Work to do
Copy the rows below word for word, starting with the line that contains "point per instance: daffodil petal" and continuing through the last row, with both ends included.

Excerpted records
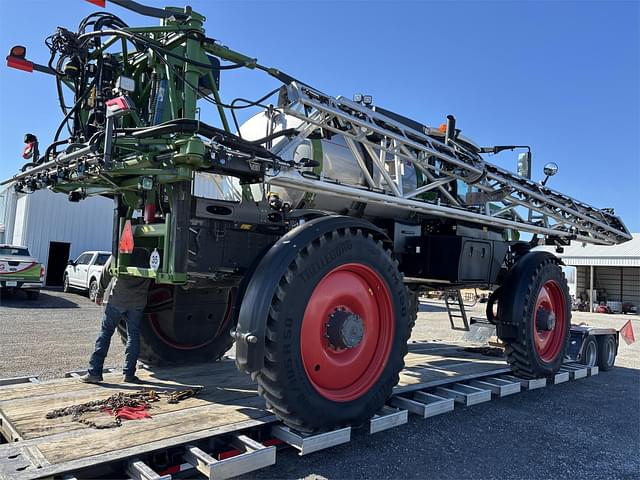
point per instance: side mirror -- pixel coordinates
(524, 165)
(550, 169)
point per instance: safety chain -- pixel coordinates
(118, 401)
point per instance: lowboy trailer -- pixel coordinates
(226, 430)
(328, 218)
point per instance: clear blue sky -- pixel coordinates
(563, 77)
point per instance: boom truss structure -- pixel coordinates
(496, 197)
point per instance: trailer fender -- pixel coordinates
(252, 316)
(511, 294)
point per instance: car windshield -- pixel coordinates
(102, 259)
(15, 251)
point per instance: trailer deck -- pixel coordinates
(227, 416)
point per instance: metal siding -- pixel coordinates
(50, 217)
(607, 279)
(626, 254)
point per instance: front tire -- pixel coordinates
(337, 333)
(93, 290)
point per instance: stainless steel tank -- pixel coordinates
(337, 163)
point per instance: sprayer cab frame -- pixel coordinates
(136, 137)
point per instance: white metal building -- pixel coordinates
(54, 229)
(606, 274)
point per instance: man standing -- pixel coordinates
(125, 298)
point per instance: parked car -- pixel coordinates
(84, 272)
(20, 271)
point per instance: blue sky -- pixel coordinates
(563, 77)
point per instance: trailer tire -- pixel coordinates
(315, 375)
(535, 302)
(589, 355)
(158, 348)
(607, 351)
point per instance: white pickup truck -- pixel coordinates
(84, 272)
(20, 271)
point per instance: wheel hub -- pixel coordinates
(344, 329)
(545, 320)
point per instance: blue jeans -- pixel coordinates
(110, 320)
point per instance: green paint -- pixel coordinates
(316, 150)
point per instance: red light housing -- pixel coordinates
(126, 239)
(16, 59)
(27, 153)
(18, 51)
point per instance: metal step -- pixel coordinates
(309, 443)
(498, 386)
(559, 377)
(254, 457)
(575, 370)
(424, 404)
(464, 394)
(138, 470)
(456, 309)
(386, 418)
(527, 384)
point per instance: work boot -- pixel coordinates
(131, 379)
(88, 378)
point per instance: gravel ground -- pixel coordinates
(584, 429)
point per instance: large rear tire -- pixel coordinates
(337, 333)
(534, 301)
(181, 327)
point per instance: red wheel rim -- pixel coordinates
(549, 343)
(160, 296)
(344, 374)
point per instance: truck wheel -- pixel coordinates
(93, 290)
(535, 303)
(184, 328)
(607, 350)
(590, 355)
(337, 333)
(33, 295)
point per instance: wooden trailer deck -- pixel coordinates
(228, 404)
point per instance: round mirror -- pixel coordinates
(550, 169)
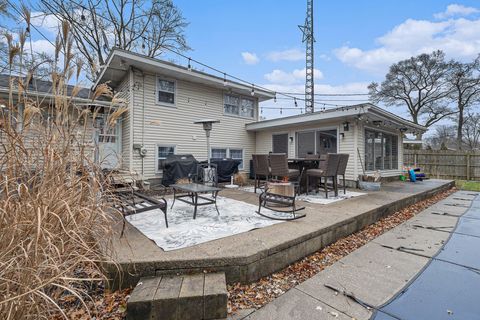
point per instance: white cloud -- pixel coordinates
(45, 21)
(43, 46)
(287, 78)
(250, 58)
(458, 38)
(456, 10)
(286, 55)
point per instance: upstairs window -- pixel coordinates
(165, 91)
(162, 153)
(239, 106)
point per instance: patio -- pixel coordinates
(248, 256)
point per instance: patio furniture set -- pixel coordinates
(281, 185)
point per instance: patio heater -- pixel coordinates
(207, 126)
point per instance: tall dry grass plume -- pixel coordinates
(54, 203)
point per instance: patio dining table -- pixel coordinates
(189, 193)
(303, 164)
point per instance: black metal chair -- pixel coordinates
(328, 170)
(261, 169)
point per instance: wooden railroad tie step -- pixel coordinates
(185, 297)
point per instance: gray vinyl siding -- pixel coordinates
(353, 138)
(157, 124)
(123, 93)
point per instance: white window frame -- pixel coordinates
(166, 104)
(255, 104)
(228, 154)
(156, 154)
(373, 129)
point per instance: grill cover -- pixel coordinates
(178, 166)
(225, 168)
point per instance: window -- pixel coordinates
(165, 91)
(280, 143)
(162, 153)
(232, 153)
(219, 153)
(237, 154)
(381, 150)
(239, 106)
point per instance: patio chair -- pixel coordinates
(329, 170)
(342, 167)
(279, 168)
(261, 168)
(279, 203)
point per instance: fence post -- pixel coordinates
(468, 166)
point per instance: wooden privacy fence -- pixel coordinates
(445, 164)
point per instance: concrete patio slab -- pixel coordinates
(374, 274)
(370, 273)
(249, 256)
(297, 305)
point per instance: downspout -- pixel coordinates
(143, 122)
(131, 137)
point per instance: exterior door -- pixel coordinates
(108, 143)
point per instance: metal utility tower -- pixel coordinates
(308, 38)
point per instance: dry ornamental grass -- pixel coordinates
(54, 204)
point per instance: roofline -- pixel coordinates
(51, 96)
(270, 94)
(347, 111)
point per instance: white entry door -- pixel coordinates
(108, 142)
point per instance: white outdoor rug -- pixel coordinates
(318, 198)
(182, 232)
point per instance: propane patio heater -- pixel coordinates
(207, 126)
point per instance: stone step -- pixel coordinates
(185, 297)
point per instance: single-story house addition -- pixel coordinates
(164, 99)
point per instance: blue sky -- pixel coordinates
(356, 40)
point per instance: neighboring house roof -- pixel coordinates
(119, 61)
(43, 88)
(373, 113)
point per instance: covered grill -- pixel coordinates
(178, 166)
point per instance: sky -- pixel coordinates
(356, 41)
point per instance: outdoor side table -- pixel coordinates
(190, 194)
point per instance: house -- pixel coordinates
(165, 99)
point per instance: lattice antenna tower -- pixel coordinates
(308, 39)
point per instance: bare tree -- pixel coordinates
(471, 131)
(148, 27)
(443, 137)
(420, 84)
(465, 82)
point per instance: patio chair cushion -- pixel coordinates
(316, 172)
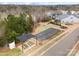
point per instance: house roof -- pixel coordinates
(46, 34)
(62, 17)
(25, 37)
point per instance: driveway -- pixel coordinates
(64, 46)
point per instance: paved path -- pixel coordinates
(64, 46)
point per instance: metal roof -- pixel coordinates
(25, 37)
(46, 34)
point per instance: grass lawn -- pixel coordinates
(13, 52)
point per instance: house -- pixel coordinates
(67, 18)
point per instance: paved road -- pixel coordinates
(64, 46)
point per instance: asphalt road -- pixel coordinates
(64, 46)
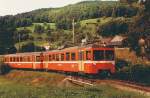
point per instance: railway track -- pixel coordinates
(119, 84)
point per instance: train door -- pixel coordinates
(81, 62)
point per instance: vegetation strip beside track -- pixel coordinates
(35, 84)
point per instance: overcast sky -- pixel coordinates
(9, 7)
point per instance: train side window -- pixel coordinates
(37, 58)
(98, 55)
(29, 59)
(50, 57)
(10, 59)
(73, 56)
(17, 59)
(81, 55)
(57, 57)
(21, 59)
(53, 57)
(88, 55)
(67, 56)
(109, 55)
(62, 57)
(14, 59)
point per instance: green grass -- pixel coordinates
(52, 26)
(101, 21)
(19, 84)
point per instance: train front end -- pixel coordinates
(102, 61)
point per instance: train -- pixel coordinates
(91, 59)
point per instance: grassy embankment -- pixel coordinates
(29, 84)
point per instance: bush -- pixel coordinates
(135, 73)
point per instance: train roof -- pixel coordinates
(64, 49)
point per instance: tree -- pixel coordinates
(39, 29)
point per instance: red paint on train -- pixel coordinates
(88, 59)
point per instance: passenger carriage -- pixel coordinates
(88, 59)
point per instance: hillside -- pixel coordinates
(53, 26)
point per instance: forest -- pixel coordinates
(30, 31)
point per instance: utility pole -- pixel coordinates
(73, 39)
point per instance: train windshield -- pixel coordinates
(109, 55)
(100, 55)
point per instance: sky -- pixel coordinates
(12, 7)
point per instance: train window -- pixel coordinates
(88, 55)
(109, 55)
(17, 59)
(53, 58)
(57, 57)
(73, 56)
(14, 59)
(28, 58)
(67, 56)
(98, 55)
(62, 57)
(11, 59)
(81, 55)
(50, 57)
(37, 58)
(21, 59)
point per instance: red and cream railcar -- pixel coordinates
(89, 59)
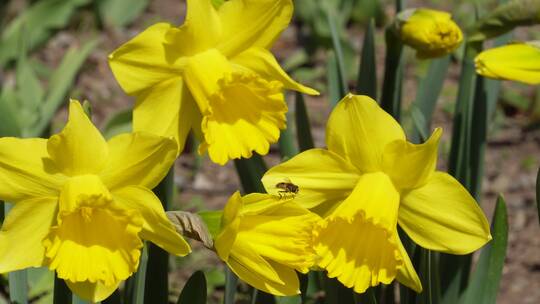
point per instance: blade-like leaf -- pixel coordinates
(485, 280)
(367, 75)
(303, 128)
(194, 291)
(60, 83)
(35, 25)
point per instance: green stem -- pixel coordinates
(157, 269)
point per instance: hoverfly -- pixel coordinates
(287, 188)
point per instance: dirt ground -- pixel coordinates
(513, 155)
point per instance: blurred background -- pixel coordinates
(51, 50)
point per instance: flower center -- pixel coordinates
(94, 240)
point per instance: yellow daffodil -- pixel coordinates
(370, 180)
(264, 239)
(518, 62)
(82, 205)
(431, 33)
(214, 74)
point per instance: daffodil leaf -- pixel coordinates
(303, 127)
(192, 226)
(119, 13)
(484, 283)
(367, 75)
(194, 292)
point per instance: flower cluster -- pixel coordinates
(84, 205)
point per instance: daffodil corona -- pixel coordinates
(370, 180)
(517, 61)
(431, 33)
(214, 74)
(82, 205)
(264, 239)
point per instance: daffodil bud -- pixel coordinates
(518, 62)
(431, 33)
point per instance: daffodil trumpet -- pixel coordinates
(214, 75)
(368, 181)
(82, 205)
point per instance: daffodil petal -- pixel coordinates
(156, 227)
(357, 242)
(26, 171)
(92, 292)
(406, 274)
(359, 130)
(145, 60)
(25, 226)
(79, 148)
(411, 165)
(443, 216)
(263, 62)
(172, 102)
(248, 23)
(321, 176)
(287, 275)
(138, 159)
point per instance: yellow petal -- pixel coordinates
(145, 60)
(175, 107)
(290, 287)
(358, 130)
(443, 216)
(248, 23)
(322, 177)
(406, 273)
(96, 242)
(92, 292)
(409, 165)
(519, 62)
(79, 148)
(262, 62)
(30, 221)
(156, 227)
(357, 243)
(432, 33)
(26, 171)
(242, 112)
(138, 159)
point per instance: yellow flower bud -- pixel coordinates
(518, 62)
(431, 33)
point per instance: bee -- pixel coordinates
(287, 188)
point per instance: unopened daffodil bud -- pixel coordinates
(431, 33)
(518, 62)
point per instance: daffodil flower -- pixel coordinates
(214, 74)
(517, 61)
(264, 239)
(370, 180)
(431, 33)
(82, 206)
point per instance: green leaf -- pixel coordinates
(538, 194)
(393, 75)
(367, 75)
(231, 281)
(35, 25)
(60, 83)
(194, 291)
(485, 281)
(303, 127)
(337, 293)
(429, 90)
(157, 268)
(62, 294)
(119, 13)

Result for this task
point per instance: daffodil petal -- pixel coordinates
(156, 227)
(357, 242)
(26, 171)
(92, 292)
(406, 274)
(359, 130)
(145, 60)
(25, 226)
(79, 148)
(411, 165)
(443, 216)
(263, 62)
(172, 102)
(248, 23)
(321, 176)
(287, 275)
(138, 159)
point per instance: yellow petal -- pixel coordinates
(145, 60)
(175, 107)
(290, 287)
(358, 130)
(443, 216)
(248, 23)
(322, 177)
(406, 273)
(96, 242)
(92, 292)
(409, 165)
(519, 62)
(79, 148)
(262, 62)
(30, 221)
(156, 227)
(357, 243)
(432, 33)
(26, 171)
(242, 112)
(138, 159)
point per instance: yellow flower bud -- pixel coordinates
(518, 62)
(431, 33)
point per instance: bee -- pixel coordinates
(287, 188)
point per instance: unopened daffodil bud -- pixel coordinates
(431, 33)
(518, 62)
point per instance: daffodil flower -- pixel coordinates
(214, 74)
(517, 61)
(264, 239)
(370, 180)
(431, 33)
(82, 206)
point per instance: green leaf -- pixel coordinates
(538, 194)
(393, 75)
(367, 75)
(231, 281)
(35, 25)
(60, 83)
(194, 291)
(485, 281)
(303, 127)
(337, 293)
(429, 90)
(157, 268)
(62, 294)
(119, 13)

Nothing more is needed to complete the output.